» **Your instructions**
Locate the line with "In this exercise you will mark each instance of the red" in the material. Copy that line and each one after it, through the last, exactly and with nothing else.

» **Supplied material**
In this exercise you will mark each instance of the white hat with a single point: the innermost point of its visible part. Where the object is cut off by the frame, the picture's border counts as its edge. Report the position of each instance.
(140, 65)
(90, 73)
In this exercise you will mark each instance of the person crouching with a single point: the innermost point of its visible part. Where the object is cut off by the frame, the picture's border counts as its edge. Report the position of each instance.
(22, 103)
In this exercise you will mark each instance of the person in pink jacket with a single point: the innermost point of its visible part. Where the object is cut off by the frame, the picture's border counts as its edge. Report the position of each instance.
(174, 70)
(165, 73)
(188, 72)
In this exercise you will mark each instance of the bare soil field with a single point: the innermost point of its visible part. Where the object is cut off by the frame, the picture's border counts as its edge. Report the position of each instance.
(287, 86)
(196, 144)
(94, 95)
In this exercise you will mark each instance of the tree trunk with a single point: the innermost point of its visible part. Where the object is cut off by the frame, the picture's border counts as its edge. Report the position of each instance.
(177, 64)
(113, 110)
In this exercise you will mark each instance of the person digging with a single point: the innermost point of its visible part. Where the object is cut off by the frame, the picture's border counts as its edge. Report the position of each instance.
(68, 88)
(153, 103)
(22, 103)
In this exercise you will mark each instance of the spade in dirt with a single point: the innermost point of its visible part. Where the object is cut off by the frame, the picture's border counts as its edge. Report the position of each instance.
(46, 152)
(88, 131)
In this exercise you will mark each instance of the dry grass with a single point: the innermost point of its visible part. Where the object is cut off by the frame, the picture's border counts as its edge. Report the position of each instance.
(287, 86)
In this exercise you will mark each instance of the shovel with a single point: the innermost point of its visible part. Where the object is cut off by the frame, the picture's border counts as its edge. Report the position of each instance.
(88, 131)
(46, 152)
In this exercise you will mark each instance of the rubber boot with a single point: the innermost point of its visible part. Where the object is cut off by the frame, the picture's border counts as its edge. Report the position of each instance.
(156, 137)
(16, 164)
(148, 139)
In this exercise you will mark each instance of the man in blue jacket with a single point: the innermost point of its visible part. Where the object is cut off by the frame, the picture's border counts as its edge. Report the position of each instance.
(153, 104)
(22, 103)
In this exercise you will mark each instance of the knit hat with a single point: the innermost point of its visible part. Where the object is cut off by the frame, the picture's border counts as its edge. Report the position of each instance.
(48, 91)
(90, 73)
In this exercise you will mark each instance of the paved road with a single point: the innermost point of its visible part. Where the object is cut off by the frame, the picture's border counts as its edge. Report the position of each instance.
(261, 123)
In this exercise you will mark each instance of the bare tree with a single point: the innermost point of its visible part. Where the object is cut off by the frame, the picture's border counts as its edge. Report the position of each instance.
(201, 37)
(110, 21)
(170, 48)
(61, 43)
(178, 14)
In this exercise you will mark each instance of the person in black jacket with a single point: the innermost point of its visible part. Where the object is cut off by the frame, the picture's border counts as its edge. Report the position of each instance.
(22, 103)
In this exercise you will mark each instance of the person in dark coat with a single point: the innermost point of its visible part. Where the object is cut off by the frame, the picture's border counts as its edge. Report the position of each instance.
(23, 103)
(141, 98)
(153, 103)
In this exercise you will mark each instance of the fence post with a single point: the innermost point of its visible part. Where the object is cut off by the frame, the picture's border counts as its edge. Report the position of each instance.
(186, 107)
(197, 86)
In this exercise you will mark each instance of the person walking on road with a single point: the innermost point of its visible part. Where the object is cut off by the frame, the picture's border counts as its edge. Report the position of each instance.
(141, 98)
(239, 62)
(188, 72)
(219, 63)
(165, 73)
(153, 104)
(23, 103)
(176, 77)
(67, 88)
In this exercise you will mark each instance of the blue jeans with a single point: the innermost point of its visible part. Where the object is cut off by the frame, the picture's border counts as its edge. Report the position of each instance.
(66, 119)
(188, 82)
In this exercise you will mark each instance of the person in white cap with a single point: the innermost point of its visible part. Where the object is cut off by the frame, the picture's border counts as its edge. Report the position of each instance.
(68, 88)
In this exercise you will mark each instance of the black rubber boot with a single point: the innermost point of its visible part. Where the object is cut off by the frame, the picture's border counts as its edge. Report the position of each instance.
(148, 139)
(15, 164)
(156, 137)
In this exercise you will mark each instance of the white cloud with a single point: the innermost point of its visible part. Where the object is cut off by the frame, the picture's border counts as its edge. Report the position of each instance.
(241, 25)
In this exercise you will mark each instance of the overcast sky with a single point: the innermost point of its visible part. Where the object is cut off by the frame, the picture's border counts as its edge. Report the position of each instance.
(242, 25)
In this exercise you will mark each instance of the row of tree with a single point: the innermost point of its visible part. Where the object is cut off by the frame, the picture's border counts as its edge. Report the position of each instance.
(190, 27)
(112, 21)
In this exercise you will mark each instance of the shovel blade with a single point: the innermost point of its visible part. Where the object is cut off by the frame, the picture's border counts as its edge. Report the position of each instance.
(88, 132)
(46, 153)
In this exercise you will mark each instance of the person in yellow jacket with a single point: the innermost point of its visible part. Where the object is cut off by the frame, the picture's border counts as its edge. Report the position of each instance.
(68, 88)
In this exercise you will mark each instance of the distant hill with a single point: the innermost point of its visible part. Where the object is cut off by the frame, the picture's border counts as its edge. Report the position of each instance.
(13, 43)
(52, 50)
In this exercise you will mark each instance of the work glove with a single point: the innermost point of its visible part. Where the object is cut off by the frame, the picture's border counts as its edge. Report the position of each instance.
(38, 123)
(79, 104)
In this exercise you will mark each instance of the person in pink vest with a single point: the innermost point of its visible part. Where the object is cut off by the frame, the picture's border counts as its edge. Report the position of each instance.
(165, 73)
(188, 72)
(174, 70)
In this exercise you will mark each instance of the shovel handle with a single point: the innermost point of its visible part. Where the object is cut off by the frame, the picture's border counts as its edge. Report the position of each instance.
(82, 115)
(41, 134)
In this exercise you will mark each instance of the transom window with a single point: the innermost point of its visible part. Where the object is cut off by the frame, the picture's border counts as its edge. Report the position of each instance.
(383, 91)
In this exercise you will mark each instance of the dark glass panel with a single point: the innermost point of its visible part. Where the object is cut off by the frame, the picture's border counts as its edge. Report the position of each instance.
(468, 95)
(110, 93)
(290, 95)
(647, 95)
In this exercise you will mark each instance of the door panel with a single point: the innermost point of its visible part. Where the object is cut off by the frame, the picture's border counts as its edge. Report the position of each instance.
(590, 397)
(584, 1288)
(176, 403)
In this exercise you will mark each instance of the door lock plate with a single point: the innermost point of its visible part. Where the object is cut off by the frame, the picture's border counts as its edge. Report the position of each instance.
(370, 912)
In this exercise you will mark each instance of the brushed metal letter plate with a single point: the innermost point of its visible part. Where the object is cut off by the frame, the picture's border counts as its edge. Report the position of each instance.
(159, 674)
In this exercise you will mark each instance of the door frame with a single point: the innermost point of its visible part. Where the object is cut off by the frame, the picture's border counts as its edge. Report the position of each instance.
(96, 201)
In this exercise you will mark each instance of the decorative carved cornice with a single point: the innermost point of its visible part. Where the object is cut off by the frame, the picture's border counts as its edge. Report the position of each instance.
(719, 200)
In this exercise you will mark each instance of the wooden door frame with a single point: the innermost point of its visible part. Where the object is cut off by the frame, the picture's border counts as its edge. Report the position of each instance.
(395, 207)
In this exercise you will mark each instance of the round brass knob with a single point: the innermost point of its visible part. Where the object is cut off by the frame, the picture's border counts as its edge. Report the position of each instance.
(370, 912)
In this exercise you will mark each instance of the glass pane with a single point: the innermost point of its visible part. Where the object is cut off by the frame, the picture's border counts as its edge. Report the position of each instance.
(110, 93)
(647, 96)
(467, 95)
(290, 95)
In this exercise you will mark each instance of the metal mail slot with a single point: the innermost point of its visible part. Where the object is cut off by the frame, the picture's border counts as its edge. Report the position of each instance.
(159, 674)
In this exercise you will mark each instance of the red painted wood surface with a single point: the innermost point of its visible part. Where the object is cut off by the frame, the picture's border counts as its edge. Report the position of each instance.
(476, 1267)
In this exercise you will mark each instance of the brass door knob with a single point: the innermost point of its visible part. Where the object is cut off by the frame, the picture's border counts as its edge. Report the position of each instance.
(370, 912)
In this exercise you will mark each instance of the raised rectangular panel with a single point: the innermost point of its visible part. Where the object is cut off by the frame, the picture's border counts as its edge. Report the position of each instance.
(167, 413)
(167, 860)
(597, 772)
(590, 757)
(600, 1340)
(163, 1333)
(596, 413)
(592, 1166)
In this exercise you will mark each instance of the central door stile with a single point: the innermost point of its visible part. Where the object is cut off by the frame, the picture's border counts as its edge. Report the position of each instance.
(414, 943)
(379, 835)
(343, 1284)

» **The response**
In this exercise you will mark each instance of the red painted wood surface with a single point: the innermost point of its visible part. Where the object is cut off by the frame, the picture's border counts as its edge. Report the position of each instance.
(476, 1267)
In this exercise you will mark each instance of the brass door knob with a single point: the innermost point of its visible part. Where the object is cut off by the frame, the picture's border counts as its edge. Report the position of each instance.
(370, 912)
In this exercise you will mark each instance of the raised rectangular panel with a single point: the innermost point of its visible part. Where the object is cut off by the frame, the picture's border counts as its edge. Report the position of each instance.
(167, 413)
(167, 860)
(597, 772)
(590, 757)
(600, 1340)
(163, 1333)
(596, 413)
(592, 1166)
In this exercise you will mark each instance of the central door stile with a single point: the innermost point of its visible part. Where the object is cut off by the frame, the picture's border counts as its edge. Report the position of each instance.
(414, 943)
(379, 835)
(343, 1284)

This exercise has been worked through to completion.